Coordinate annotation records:
============
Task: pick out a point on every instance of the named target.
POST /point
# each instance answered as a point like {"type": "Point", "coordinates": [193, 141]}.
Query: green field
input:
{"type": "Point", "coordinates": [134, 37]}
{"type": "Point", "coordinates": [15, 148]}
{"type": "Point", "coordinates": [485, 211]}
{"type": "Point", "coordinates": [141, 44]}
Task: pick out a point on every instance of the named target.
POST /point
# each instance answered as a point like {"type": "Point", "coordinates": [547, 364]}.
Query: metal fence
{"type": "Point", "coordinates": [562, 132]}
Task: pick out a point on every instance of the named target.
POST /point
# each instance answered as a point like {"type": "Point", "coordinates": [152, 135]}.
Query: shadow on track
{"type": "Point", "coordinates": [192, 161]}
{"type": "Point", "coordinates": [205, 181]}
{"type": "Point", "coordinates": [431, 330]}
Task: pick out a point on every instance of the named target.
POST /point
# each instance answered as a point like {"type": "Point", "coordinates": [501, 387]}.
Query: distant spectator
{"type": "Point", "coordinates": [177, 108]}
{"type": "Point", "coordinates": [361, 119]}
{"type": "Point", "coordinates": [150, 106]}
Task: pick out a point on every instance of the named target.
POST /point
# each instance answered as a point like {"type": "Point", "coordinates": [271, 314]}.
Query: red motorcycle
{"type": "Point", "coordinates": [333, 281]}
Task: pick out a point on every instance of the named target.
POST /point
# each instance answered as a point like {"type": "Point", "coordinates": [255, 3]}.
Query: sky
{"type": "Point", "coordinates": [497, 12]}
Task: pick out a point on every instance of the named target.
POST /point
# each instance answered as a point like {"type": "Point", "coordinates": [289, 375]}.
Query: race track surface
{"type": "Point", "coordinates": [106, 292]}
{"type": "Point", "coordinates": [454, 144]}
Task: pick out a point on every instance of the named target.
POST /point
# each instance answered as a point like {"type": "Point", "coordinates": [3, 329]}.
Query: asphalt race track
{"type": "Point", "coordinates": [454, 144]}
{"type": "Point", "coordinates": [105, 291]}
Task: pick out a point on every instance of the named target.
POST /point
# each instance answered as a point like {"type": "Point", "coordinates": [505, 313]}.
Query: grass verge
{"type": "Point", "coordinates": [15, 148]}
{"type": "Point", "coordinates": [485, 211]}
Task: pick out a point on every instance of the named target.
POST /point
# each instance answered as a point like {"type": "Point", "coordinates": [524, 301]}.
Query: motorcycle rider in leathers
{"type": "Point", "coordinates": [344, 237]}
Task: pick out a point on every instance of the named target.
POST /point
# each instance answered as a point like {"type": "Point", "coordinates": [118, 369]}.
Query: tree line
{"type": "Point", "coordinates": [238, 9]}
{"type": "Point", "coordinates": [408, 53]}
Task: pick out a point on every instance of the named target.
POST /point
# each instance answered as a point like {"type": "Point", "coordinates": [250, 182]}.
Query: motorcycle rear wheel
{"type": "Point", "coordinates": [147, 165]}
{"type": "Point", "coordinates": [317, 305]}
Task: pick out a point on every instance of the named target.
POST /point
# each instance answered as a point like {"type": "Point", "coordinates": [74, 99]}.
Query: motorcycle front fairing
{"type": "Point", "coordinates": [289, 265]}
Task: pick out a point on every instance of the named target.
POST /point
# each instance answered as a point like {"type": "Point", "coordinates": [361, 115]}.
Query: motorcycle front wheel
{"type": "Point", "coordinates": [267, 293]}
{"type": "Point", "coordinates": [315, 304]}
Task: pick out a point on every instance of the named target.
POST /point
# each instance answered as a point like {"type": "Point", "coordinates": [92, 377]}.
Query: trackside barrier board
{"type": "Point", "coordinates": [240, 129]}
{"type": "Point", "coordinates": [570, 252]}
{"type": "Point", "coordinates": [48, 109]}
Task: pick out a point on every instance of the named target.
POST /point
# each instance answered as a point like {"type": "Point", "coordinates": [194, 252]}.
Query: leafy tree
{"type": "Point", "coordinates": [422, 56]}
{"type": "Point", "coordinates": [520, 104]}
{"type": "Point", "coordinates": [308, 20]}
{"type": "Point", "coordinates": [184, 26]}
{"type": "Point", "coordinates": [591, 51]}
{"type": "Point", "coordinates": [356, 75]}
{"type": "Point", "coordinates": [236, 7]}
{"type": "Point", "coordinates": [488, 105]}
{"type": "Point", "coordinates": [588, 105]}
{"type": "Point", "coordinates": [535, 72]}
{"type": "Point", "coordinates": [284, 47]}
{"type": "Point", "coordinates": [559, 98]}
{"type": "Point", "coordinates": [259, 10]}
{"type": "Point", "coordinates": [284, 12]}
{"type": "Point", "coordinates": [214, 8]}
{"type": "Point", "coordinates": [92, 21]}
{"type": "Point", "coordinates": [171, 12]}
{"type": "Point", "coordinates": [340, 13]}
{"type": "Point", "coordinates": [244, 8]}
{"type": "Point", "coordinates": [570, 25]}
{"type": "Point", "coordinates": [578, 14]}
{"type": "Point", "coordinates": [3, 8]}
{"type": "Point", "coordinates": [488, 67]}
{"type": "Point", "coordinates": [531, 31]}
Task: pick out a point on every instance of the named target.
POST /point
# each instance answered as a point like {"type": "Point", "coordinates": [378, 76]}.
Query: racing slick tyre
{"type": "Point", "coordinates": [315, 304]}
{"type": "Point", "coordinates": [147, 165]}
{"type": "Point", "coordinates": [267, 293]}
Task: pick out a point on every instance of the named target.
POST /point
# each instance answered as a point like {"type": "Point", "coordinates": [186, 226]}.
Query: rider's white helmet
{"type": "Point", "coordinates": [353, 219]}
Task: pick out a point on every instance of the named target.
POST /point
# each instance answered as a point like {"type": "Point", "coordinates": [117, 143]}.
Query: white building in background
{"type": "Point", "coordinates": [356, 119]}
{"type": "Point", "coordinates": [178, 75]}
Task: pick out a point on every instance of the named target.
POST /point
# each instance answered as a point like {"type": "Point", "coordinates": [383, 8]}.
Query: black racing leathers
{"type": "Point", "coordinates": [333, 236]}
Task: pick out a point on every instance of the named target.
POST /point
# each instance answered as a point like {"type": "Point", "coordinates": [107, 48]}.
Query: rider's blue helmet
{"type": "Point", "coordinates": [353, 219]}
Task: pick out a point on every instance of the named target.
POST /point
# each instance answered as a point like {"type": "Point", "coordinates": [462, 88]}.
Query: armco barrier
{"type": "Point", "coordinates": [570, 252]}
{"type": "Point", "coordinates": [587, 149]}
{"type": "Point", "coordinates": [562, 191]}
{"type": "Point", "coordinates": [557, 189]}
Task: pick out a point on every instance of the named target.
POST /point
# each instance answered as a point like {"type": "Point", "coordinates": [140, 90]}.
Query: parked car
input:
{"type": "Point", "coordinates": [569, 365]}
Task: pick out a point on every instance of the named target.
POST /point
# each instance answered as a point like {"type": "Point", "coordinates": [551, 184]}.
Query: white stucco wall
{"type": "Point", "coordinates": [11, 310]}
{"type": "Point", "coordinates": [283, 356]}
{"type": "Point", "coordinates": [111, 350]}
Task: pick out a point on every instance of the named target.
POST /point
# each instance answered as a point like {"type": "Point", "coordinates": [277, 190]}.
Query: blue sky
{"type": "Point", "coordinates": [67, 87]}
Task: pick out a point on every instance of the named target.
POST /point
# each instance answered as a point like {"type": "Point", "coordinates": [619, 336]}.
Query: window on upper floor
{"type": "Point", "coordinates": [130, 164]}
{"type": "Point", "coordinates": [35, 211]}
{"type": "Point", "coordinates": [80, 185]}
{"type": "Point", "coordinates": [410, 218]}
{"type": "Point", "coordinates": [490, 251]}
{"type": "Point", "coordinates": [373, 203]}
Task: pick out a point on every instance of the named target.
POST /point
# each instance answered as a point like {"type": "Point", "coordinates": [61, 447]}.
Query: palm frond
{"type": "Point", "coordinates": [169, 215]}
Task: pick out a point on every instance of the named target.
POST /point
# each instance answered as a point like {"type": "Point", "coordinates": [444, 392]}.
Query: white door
============
Pull out each line of the rows above that contains the string "race", copying every such line in full. Treat uppercase and lowercase letters as different.

▸ PROBLEM SOLUTION
Query: race track surface
Query: asphalt race track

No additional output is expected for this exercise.